▶ [EXERCISE DIRECTIONS] Reproduce the material from the line containing "pavement in the photo above." through the end of the material, both included, with every request line unchanged. In each answer, multiply both point coordinates by 0.3 and round to whole numbers, rounding halves up.

▶ [RECORDS FOR THE TASK]
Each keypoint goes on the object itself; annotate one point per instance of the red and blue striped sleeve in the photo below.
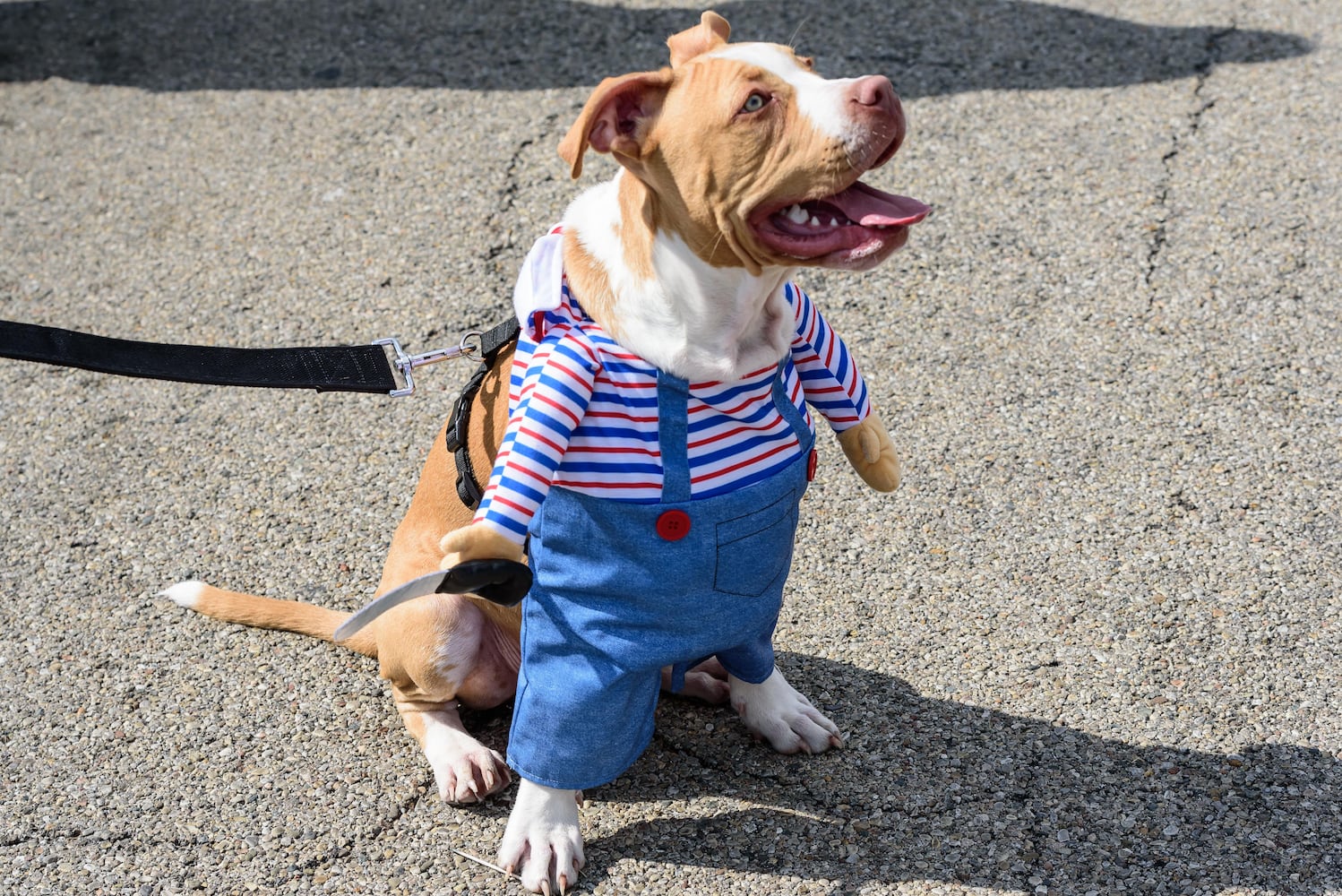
(550, 402)
(830, 375)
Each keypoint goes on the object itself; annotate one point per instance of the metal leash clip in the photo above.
(404, 362)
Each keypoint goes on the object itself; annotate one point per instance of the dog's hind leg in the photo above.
(449, 653)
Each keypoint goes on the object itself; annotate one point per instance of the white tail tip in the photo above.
(184, 593)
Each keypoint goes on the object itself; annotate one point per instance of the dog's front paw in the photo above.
(773, 711)
(542, 844)
(466, 771)
(478, 541)
(871, 453)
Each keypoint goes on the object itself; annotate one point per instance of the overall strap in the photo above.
(673, 426)
(794, 415)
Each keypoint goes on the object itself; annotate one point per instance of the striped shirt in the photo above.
(582, 415)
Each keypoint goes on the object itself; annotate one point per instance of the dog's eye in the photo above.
(754, 102)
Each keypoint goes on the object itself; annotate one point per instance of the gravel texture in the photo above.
(1090, 647)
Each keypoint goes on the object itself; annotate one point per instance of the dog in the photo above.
(667, 288)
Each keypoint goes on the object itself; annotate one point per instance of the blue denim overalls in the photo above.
(624, 589)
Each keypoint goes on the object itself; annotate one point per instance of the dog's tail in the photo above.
(269, 613)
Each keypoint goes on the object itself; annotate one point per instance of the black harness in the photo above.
(458, 426)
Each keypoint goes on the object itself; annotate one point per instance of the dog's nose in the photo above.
(876, 105)
(876, 91)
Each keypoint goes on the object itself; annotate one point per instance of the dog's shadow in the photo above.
(929, 788)
(926, 46)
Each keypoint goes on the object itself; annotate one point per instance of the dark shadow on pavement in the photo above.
(929, 788)
(926, 46)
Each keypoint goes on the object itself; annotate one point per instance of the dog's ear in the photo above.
(711, 32)
(612, 121)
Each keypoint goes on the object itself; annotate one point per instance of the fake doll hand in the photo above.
(478, 541)
(871, 453)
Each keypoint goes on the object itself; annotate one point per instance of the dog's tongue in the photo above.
(870, 207)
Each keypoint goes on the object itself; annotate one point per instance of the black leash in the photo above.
(468, 485)
(363, 367)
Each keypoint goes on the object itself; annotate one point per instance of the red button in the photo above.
(674, 525)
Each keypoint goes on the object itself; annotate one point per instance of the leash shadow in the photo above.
(927, 47)
(929, 788)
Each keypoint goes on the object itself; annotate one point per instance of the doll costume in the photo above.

▶ [REPLY TO THE EXERCISE]
Each keypoint goes on the object itself; annotate one point per instance of the dark shadow on pavement in the photo above.
(279, 236)
(278, 14)
Each keypoint goes on the object itself; annotate one point per instance of the dog's ear in the photo above.
(213, 10)
(184, 36)
Each keypoint goes on the object itself; annotate one point per instance of the fake doll hand in the photo above.
(143, 162)
(261, 136)
Each keypoint goes on the object itself; annotate one point per instance of the dog's tongue in the photo above.
(261, 62)
Each keypoint goes on the object itself; annotate one point per instance of the black leash in the photo above.
(140, 146)
(109, 110)
Each keypoint goes on the object itself; annotate one point per instance of the red button in the photo above.
(202, 158)
Each keypoint goes on the object itself; annotate one point per instance of the leash shadow in the photo above.
(278, 14)
(279, 236)
Each keypoint goes on the object itself; annotate one point per instance of the doll costume in the photo above.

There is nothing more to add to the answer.